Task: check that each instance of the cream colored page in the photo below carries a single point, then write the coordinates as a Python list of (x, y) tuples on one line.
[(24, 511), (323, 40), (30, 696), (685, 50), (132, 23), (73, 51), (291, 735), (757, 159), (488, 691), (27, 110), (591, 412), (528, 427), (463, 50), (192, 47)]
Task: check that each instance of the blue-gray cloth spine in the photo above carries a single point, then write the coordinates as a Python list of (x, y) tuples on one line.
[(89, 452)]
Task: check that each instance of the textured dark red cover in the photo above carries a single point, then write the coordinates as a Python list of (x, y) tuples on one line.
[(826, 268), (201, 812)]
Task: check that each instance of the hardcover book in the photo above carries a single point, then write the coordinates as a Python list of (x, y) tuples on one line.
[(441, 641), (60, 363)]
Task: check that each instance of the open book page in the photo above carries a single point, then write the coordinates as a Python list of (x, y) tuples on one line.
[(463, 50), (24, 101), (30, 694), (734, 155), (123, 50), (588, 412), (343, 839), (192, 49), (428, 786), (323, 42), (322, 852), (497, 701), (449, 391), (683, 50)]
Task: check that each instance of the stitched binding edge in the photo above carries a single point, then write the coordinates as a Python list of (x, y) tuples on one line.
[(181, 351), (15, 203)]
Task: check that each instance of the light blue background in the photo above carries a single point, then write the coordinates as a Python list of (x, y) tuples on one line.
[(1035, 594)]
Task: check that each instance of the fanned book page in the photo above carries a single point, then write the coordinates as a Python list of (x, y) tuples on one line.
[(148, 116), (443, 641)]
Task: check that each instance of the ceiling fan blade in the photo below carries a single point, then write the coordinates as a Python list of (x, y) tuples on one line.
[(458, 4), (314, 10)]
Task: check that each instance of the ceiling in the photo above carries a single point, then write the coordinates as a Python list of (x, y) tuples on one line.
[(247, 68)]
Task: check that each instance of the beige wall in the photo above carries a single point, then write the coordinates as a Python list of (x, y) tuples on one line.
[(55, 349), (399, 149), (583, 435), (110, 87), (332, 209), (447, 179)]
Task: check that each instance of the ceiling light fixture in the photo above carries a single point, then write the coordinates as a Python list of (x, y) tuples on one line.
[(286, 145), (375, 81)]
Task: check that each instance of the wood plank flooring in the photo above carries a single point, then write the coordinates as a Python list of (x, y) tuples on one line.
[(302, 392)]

----------

= WHAT THIS TASK INVOLVES =
Transcribe all of the data above, keeping each line exactly as it stands.

= ANSWER BELOW =
Task: check that each instance of the cream colored page in the photo below carries a single point, then write the coordinates as a Python list of (x, y) tuples on one line.
[(24, 511), (323, 40), (30, 696), (685, 50), (132, 23), (73, 51), (291, 735), (757, 159), (488, 691), (27, 110), (591, 412), (528, 427), (463, 50), (192, 47)]
Task: check that each instance of the blue-gray cloth spine in the photo above carries a single point, then write the coordinates as a Python list of (x, y) tuples on one line.
[(89, 452)]
Task: check that each instance of the textured dark red cover in the photo above carries a single point, then write the coordinates as a Python list of (x, y) tuples on one line.
[(826, 268), (201, 812)]
Task: check that each instance of the hardcover book in the photo above carries a single point, then write the coordinates as a Python list of (x, y) tuples on one line.
[(441, 641), (60, 363)]
Task: check that each instance of the open book page in the photo above carries a single point, then write the coordinates as a Python list of (x, y) tuples on one line.
[(463, 50), (24, 101), (30, 694), (734, 155), (123, 50), (588, 412), (343, 839), (192, 49), (428, 786), (323, 42), (322, 852), (497, 701), (449, 391), (683, 50)]
Task: check that each instance of the stitched binding edge in the photo above carries a single point, then write the coordinates as a Python list of (x, y) tuples on one line.
[(181, 351), (15, 203)]
Task: check that each instance of the light blue background in the photo above carries a single point, then write the coordinates as a Python list of (x, y) tuples on one line.
[(1035, 594)]
Task: check that each instance of the fanned book page in the photo above carries a single point, then write the coordinates as a Python list of (x, y) tuples on one line.
[(148, 116), (443, 641)]
Task: check that each instance of the ceiling fan blade in the photo below carries a single point, then write the coordinates as a Python list of (x, y) tuples on one line.
[(458, 4), (314, 10)]
Task: check that each instance of the ceiling in the photo above carries a single point, then write the coordinates as a Python list of (x, y) tuples on one line.
[(247, 68)]
Task: check that each instance of the beige wall in the photo above carries a single point, then write the coordinates as a Python list of (x, y) tuples on one line.
[(55, 349), (399, 149), (583, 435), (110, 87), (332, 209), (447, 179)]
Task: check that each instance of the ceiling light fixture in the photo above carries a single point, then write the coordinates as a Python list of (x, y) tuples on one line.
[(286, 145), (375, 81)]
Task: check that each instance of the wood plank flooring in the photo above carries a single point, then write the coordinates as a Python list of (x, y) tuples on one line.
[(302, 392)]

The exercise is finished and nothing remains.